Exercise brief:
Your output should be the lines of the data that follow, reproduced exactly from the first through the line bearing "Label a point on each instance of the scattered".

= = = = = = =

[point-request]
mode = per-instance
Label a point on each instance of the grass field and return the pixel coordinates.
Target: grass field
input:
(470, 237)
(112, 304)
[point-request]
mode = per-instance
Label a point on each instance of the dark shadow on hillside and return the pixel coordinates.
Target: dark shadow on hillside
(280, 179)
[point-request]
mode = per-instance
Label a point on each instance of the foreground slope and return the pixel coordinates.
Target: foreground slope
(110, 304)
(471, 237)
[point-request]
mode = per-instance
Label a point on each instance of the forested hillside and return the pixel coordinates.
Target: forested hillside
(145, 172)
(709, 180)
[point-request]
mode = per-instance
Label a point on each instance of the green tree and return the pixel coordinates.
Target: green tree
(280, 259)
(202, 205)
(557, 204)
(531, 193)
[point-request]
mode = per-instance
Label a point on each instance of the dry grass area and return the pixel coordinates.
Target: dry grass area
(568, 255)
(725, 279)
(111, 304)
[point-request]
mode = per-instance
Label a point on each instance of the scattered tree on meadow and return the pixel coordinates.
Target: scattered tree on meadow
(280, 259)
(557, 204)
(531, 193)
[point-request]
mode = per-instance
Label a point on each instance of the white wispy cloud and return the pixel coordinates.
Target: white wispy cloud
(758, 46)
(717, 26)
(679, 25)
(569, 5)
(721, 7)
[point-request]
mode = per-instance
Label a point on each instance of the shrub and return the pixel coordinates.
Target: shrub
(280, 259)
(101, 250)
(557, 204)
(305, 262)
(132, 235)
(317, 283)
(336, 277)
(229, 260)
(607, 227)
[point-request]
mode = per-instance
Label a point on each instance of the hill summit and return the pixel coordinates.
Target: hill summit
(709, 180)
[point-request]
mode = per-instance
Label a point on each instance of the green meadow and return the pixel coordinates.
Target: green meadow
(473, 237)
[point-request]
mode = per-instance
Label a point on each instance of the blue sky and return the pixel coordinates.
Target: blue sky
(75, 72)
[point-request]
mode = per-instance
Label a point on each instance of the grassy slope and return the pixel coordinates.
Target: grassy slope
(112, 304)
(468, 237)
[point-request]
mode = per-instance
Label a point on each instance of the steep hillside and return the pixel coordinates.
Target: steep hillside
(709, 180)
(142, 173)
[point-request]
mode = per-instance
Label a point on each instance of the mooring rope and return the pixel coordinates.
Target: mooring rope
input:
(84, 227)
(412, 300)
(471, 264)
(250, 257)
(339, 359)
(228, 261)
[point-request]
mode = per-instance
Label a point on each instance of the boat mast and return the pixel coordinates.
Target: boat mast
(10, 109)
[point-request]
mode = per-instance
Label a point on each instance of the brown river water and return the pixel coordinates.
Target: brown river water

= = = = = = =

Written answer:
[point-request]
mode = per-instance
Label a point on each instance of the grass field and return the pixel coordinates.
Target: grass field
input:
(470, 237)
(112, 304)
[point-request]
mode = per-instance
Label a point on each instance of the dark shadow on hillside and return the pixel coordinates.
Target: dark shadow on hillside
(280, 179)
[point-request]
mode = per-instance
Label a point on each instance of the foreground slope and return the pixel coordinates.
Target: foreground slope
(110, 304)
(471, 237)
[point-request]
mode = per-instance
Label a point on each instance of the forested hillside and return the pixel coordinates.
Target: forested hillside
(145, 172)
(709, 180)
[point-request]
mode = per-instance
Label a point on each instance of the green tree and return the pixel coordinates.
Target: green tree
(280, 259)
(202, 205)
(557, 204)
(531, 193)
[point-request]
mode = per-instance
Label a point on each instance of the dry grass area and return the pixel coordinates.
Target: dry grass area
(568, 255)
(725, 279)
(111, 304)
[point-request]
mode = per-instance
Label a point on each instance of the scattered tree on meadow and return the pixel coordinates.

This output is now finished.